Who is Mike Johnson, the new Republican US House Speaker?

WASHINGTON (Reuters) – U.S. Representative Mike Johnson has been elected by his fellow Republicans to serve as speaker of the House of Representatives, after three weeks of turmoil and three failed candidates.

Here are five facts about the fourth-term conservative lawmaker who is now the top Republican in Congress:


Johnson, 51, was born in Shreveport, Louisiana’s third largest city, the oldest of four siblings and the son of a firefighter who was badly burned and disabled in the line of duty.

Prior to Congress, Johnson was a lawyer who mainly worked on religious freedom issues, successfully defending Louisiana’s same sex marriage ban in 2004.

“I am a Christian, a husband, a father, a life-long conservative, constitutional law attorney and a small business owner in that order,” he told the Louisiana Baptist Message newspaper in 2016.

He was elected to the Louisiana statehouse in 2015 and ran for Congress successfully in 2016. He now represents Louisiana’s fourth congressional districts, which occupies the northwestern corner of the state and includes his hometown of Shreveport.


Johnson is a conservative who is perhaps best known for his defense of former President Donald Trump’s attempts to overturn the results of the 2020 election.

As a former constitutional lawyer, he signed an amicus brief in a case that attempted to throw out Pennsylvania’s election results, and called for Trump to “keep fighting.”

He opposes same sex marriage and introduced a bill in 2022 that would have banned schools from promoting or discussing gender identity.

•••

**Tasks for this exercise**
a - Translate this sentence from the Mike Johnson profile into Spanish: "Prior to Congress, Johnson was a lawyer who mainly worked on religious freedom issues, successfully defending Louisiana’s same sex marriage ban in 2004."
b - Rewrite the Mike Johnson profile between "Here are five" and "newspaper in 2016.", inclusive, putting "police officer" in place of "firefighter".
c - According to the Mike Johnson profile, in what year was Johnson elected to the Louisiana statehouse?

**Data lines**
•••

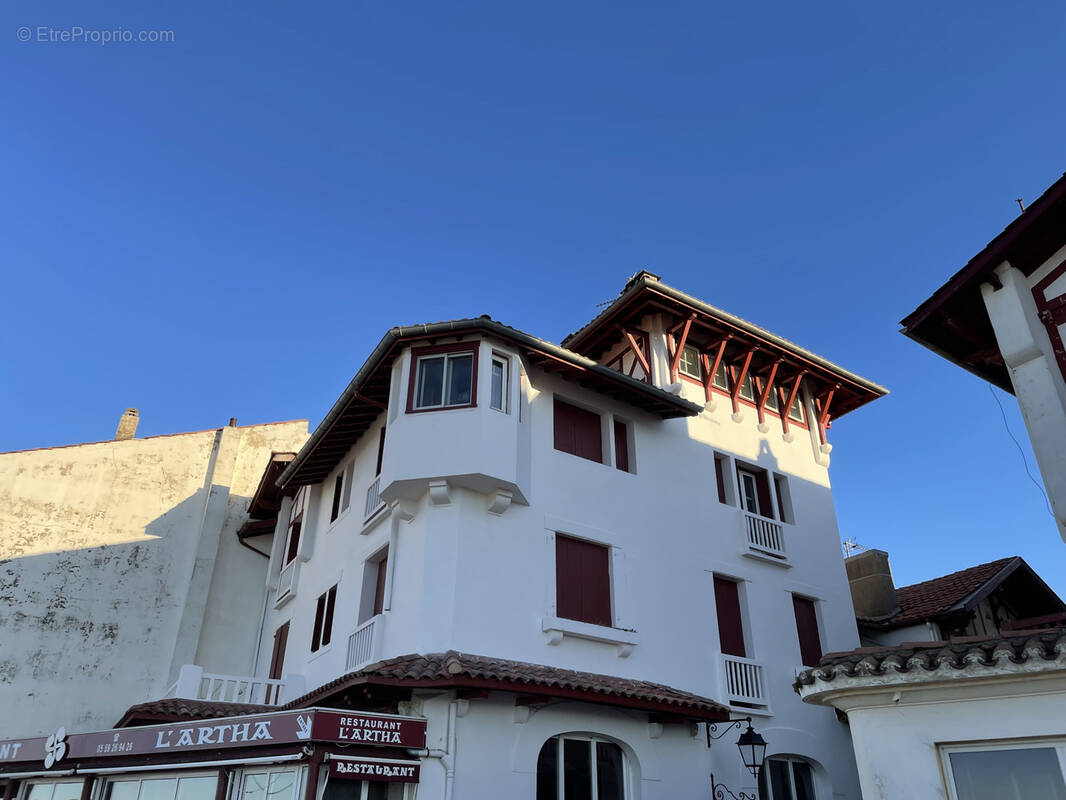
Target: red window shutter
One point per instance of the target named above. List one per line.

•••

**Answers for the exercise**
a - Antes de llegar al Congreso, Johnson era un abogado que trabajaba principalmente en temas de libertad religiosa, y defendió con éxito la prohibición del matrimonio entre personas del mismo sexo en Luisiana en 2004.

b -
Here are five facts about the fourth-term conservative lawmaker who is now the top Republican in Congress:


Johnson, 51, was born in Shreveport, Louisiana’s third largest city, the oldest of four siblings and the son of a police officer who was badly burned and disabled in the line of duty.

Prior to Congress, Johnson was a lawyer who mainly worked on religious freedom issues, successfully defending Louisiana’s same sex marriage ban in 2004.

“I am a Christian, a husband, a father, a life-long conservative, constitutional law attorney and a small business owner in that order,” he told the Louisiana Baptist Message newspaper in 2016.

c - 2015